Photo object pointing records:
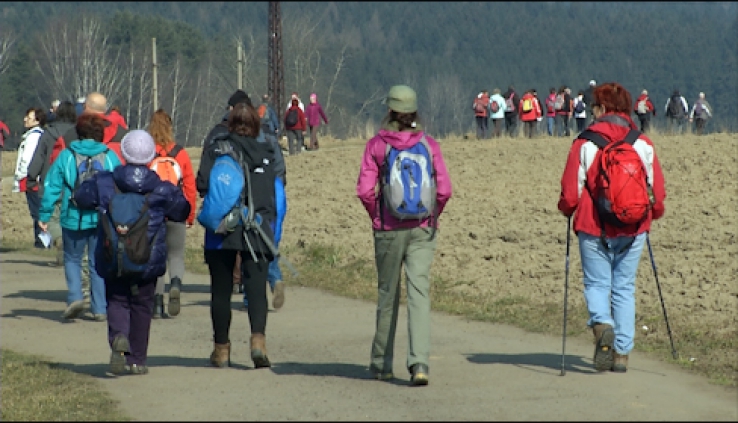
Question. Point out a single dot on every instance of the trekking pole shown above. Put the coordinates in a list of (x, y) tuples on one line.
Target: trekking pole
[(661, 297), (566, 295)]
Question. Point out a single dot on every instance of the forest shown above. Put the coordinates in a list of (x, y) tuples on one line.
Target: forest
[(350, 53)]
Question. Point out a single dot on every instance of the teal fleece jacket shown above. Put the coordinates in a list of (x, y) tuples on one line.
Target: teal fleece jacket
[(60, 181)]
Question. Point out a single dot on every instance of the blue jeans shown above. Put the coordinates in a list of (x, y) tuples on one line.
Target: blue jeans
[(550, 123), (274, 275), (74, 246), (609, 284)]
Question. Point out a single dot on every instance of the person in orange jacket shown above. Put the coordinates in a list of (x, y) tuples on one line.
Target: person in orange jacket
[(161, 131), (530, 111)]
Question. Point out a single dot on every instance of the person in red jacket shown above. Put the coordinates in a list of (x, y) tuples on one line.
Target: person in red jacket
[(530, 110), (162, 132), (644, 109), (609, 254), (295, 139)]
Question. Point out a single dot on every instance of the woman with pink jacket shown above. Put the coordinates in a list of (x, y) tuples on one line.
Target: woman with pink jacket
[(398, 242)]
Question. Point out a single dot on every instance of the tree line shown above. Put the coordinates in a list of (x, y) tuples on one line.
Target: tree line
[(350, 53)]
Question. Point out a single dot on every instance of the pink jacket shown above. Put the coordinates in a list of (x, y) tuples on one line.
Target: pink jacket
[(371, 166)]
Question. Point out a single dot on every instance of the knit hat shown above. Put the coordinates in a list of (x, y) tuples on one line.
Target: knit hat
[(138, 147), (239, 97), (402, 99)]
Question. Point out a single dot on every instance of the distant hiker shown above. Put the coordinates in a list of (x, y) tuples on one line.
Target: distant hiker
[(610, 253), (551, 111), (644, 109), (580, 111), (294, 123), (314, 114), (530, 111), (257, 178), (676, 112), (404, 229), (481, 113), (66, 119), (82, 159), (115, 117), (701, 112), (135, 198), (172, 163), (497, 108), (34, 122), (511, 111)]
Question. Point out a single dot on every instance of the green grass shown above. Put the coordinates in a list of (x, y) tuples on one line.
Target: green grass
[(34, 389), (325, 267)]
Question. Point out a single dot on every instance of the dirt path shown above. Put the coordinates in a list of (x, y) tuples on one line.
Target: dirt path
[(319, 345)]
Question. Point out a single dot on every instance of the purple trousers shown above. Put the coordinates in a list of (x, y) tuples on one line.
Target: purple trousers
[(130, 315)]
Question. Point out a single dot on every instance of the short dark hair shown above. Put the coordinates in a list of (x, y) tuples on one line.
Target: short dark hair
[(90, 126), (243, 120)]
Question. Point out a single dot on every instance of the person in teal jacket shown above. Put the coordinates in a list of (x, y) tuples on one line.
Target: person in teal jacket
[(79, 227)]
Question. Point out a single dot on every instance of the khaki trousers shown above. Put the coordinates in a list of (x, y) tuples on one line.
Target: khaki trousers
[(413, 248)]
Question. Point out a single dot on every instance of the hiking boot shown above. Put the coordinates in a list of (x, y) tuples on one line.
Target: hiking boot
[(604, 341), (419, 374), (278, 300), (174, 291), (118, 355), (258, 351), (158, 306), (620, 363), (73, 310), (381, 374), (135, 369), (221, 355)]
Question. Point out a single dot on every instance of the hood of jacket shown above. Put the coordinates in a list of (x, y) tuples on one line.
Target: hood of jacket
[(136, 178), (87, 147), (401, 140)]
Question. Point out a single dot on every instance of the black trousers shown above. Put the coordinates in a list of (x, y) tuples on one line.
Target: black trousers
[(220, 263)]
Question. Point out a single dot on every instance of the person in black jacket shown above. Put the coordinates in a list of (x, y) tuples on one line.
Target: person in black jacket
[(221, 250), (511, 115)]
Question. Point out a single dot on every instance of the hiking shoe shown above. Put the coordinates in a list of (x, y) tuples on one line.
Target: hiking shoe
[(278, 300), (73, 310), (174, 291), (604, 342), (381, 375), (118, 356), (135, 369), (620, 363), (419, 374)]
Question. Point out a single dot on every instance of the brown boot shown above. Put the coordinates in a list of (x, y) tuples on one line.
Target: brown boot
[(221, 356), (258, 351), (604, 342), (620, 364)]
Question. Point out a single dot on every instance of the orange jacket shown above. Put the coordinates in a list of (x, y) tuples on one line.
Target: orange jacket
[(533, 113), (188, 178)]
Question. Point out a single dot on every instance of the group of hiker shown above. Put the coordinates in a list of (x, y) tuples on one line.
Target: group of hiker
[(560, 108), (128, 196)]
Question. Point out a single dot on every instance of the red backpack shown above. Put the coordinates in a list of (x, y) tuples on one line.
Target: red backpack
[(620, 191)]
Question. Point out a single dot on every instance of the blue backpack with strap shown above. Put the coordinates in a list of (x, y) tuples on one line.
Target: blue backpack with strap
[(408, 182)]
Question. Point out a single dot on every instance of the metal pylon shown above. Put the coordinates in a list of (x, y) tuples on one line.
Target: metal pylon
[(276, 63)]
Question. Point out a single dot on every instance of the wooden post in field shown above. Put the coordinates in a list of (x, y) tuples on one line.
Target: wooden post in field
[(156, 88), (240, 66)]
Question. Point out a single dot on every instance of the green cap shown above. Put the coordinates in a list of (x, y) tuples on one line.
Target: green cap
[(402, 99)]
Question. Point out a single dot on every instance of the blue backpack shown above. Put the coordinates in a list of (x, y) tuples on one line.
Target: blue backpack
[(228, 202), (408, 182), (125, 243)]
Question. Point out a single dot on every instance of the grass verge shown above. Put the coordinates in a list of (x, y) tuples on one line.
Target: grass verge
[(34, 389), (323, 267)]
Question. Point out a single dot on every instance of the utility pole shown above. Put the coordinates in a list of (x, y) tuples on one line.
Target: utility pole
[(156, 89), (240, 66), (276, 62)]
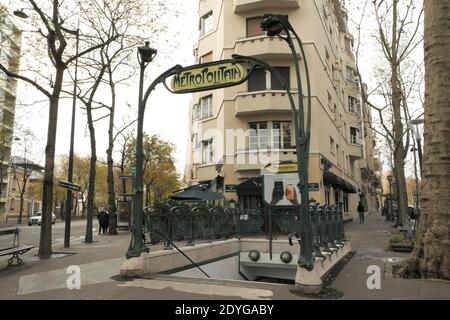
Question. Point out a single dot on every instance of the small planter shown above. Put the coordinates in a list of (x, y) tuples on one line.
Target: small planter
[(402, 247), (399, 243)]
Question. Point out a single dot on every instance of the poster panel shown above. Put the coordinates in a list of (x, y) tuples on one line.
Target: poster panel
[(124, 213), (280, 184)]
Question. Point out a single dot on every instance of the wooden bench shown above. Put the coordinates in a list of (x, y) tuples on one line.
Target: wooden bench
[(16, 249)]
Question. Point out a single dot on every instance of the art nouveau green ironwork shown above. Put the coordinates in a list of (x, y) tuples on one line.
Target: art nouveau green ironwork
[(167, 223)]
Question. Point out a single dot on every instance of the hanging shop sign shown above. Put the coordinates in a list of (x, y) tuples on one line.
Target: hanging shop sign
[(209, 76)]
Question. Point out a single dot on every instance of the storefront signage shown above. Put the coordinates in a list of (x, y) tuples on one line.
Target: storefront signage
[(209, 76), (231, 188), (282, 167)]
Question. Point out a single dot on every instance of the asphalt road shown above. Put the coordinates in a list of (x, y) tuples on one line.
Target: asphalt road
[(29, 235)]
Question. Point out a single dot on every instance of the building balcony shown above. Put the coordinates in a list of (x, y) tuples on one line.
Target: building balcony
[(260, 102), (250, 160), (250, 5), (263, 47), (355, 151), (363, 164)]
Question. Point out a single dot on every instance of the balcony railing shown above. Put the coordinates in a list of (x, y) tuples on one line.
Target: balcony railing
[(263, 47), (262, 102), (250, 5), (354, 139)]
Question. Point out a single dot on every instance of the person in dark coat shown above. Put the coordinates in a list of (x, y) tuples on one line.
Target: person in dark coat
[(105, 222), (361, 211), (100, 221)]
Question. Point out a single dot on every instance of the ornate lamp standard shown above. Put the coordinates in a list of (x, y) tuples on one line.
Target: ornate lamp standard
[(279, 26), (390, 214), (145, 56), (414, 125)]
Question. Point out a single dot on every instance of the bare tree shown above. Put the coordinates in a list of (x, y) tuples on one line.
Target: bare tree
[(398, 35), (53, 38), (431, 255), (23, 167)]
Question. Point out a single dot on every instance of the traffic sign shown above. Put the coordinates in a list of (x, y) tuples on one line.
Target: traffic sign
[(125, 177), (69, 185)]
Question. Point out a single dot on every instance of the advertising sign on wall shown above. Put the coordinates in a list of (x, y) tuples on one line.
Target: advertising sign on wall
[(280, 184)]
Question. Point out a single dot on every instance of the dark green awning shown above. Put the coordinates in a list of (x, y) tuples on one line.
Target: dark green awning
[(251, 187), (330, 179)]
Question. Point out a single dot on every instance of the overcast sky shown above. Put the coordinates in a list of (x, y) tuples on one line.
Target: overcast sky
[(166, 114)]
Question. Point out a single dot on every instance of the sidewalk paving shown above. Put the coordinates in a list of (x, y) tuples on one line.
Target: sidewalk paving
[(100, 262)]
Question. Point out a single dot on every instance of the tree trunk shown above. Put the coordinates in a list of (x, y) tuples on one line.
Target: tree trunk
[(109, 152), (431, 255), (20, 208), (399, 149), (45, 242), (92, 173)]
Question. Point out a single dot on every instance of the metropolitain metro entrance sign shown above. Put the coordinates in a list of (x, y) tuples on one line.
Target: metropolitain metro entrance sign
[(209, 76)]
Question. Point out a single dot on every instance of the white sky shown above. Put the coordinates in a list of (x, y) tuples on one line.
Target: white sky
[(167, 114)]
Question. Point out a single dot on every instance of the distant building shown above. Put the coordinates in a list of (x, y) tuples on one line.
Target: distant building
[(343, 166), (10, 43), (32, 201)]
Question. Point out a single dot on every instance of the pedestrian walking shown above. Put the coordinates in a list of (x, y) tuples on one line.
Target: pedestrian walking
[(105, 222), (100, 221), (361, 211)]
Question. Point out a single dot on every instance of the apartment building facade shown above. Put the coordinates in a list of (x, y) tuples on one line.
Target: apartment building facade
[(21, 169), (10, 40), (235, 132)]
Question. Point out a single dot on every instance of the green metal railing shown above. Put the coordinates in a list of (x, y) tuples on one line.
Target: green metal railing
[(188, 223)]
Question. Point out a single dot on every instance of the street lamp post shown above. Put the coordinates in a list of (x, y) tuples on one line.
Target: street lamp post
[(274, 25), (145, 56), (414, 124), (68, 213), (390, 215)]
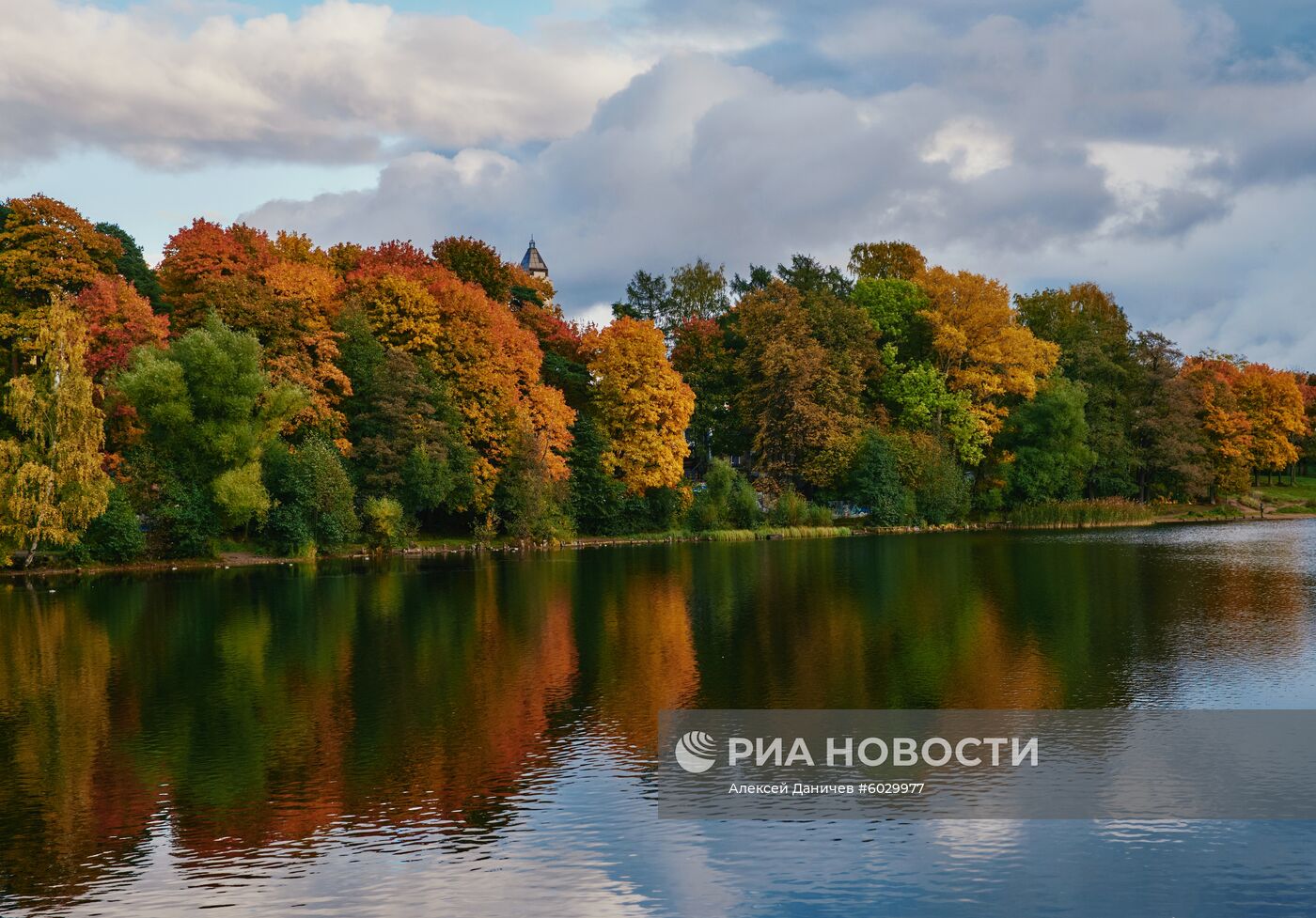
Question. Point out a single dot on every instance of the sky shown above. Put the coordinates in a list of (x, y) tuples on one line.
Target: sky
[(1164, 148)]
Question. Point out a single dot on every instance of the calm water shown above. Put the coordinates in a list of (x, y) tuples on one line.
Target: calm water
[(457, 737)]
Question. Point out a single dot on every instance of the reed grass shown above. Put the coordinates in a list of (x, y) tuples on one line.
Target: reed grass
[(1079, 514)]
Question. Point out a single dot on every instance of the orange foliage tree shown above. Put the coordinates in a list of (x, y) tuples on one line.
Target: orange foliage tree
[(285, 291), (118, 319), (980, 346), (642, 405)]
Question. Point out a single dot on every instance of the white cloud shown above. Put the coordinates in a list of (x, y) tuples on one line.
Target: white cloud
[(332, 85), (971, 148)]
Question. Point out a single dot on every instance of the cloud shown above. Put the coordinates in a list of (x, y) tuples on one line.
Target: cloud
[(339, 83), (1135, 142)]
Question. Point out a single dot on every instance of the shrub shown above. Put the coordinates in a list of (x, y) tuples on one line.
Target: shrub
[(183, 522), (819, 517), (943, 492), (743, 509), (240, 496), (115, 537), (791, 509), (313, 499), (875, 481), (384, 522)]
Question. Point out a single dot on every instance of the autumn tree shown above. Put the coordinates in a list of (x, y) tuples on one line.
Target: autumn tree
[(1273, 403), (1168, 441), (285, 291), (979, 345), (211, 269), (1095, 348), (118, 319), (1228, 429), (476, 262), (641, 403), (490, 364), (52, 484), (887, 260), (48, 247)]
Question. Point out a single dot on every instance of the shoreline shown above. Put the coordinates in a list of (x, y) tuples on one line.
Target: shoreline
[(233, 559)]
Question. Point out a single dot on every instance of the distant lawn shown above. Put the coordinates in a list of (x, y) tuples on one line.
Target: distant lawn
[(1302, 490)]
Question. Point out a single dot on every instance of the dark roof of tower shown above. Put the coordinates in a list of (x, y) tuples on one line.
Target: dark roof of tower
[(532, 260)]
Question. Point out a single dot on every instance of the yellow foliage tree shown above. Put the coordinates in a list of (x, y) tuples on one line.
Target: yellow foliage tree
[(1214, 385), (980, 346), (644, 405), (490, 364), (1273, 403), (52, 483)]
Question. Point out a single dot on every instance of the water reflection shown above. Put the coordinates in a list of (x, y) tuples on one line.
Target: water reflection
[(352, 738)]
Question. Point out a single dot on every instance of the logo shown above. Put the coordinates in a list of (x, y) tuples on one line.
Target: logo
[(697, 751)]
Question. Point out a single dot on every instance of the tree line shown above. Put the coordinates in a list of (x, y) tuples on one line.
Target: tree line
[(260, 388)]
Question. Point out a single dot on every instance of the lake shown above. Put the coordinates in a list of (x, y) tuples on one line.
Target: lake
[(476, 736)]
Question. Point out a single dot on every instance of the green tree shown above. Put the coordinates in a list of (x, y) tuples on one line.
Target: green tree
[(875, 481), (116, 537), (384, 522), (1096, 351), (1048, 437), (528, 500), (52, 484), (312, 499), (211, 414), (132, 266), (404, 429), (894, 306), (477, 262), (808, 275), (1170, 446)]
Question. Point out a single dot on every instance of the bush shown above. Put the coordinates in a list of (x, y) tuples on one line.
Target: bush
[(526, 499), (115, 537), (1108, 512), (877, 484), (819, 517), (791, 509), (183, 522), (384, 522), (313, 499), (665, 506), (943, 492), (743, 509), (240, 496)]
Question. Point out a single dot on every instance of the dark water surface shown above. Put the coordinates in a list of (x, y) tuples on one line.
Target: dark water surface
[(476, 737)]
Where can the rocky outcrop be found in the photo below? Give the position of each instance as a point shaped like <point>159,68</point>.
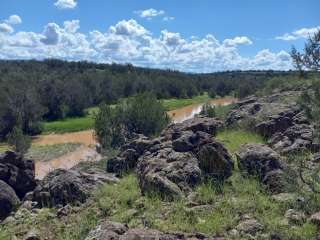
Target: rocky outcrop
<point>117,231</point>
<point>61,187</point>
<point>176,161</point>
<point>8,200</point>
<point>261,161</point>
<point>17,172</point>
<point>278,118</point>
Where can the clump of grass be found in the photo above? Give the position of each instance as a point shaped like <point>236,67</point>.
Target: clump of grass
<point>234,138</point>
<point>69,125</point>
<point>49,152</point>
<point>174,103</point>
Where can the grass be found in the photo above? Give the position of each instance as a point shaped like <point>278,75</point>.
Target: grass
<point>49,152</point>
<point>234,138</point>
<point>87,122</point>
<point>174,103</point>
<point>69,125</point>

WRITTEN PROBLEM: Reproduce the lines of the material above word for word, beginning with the line containing "of the woman" and continuing through the line containing "[(319, 345)]", both included.

ANSWER FOR THE TASK:
Question. Point out a single dot on every instance of the woman with pink jacket shown above. Put the coordinates in a list of (x, y) tuples on one line.
Target: woman with pink jacket
[(398, 242)]
Question. Point out a single dot on every instance of the tree line shown above. Put the coordinates in a list of (x, y) tuples on one line.
Target: tree line
[(350, 53)]
Question. Point out a single dot on every instance of the pink jacket shown above. Put the coordinates in a list of (x, y) tuples on one line.
Target: pink jacket
[(371, 166)]
Question. Point out a single dot on every instance of the knit hat shown above. Put the coordinates in a list of (x, y) tuples on one line.
Target: knit hat
[(138, 147), (239, 97), (402, 99)]
Question. Point out a single dot on every instance of the distant hiker shown above. Put the coordinates in a list of (x, y) tuples on one line.
Target: distant hiker
[(610, 253), (551, 111), (644, 109), (580, 111), (294, 123), (314, 114), (530, 111), (257, 178), (676, 112), (404, 229), (481, 113), (66, 119), (82, 159), (115, 117), (701, 112), (135, 198), (172, 163), (497, 108), (34, 122), (511, 111)]
Question. Point out a single dot on every instance of the green grass shown above. Put the coordinates in a list of (x, y) tuples on one line.
Target: green grass
[(34, 389), (325, 267)]
Question. Point out a single dot on every instance of the dirt path shown above. Put the coordinates in a list of (x, y) tuples on one line.
Target: dirt path
[(319, 345)]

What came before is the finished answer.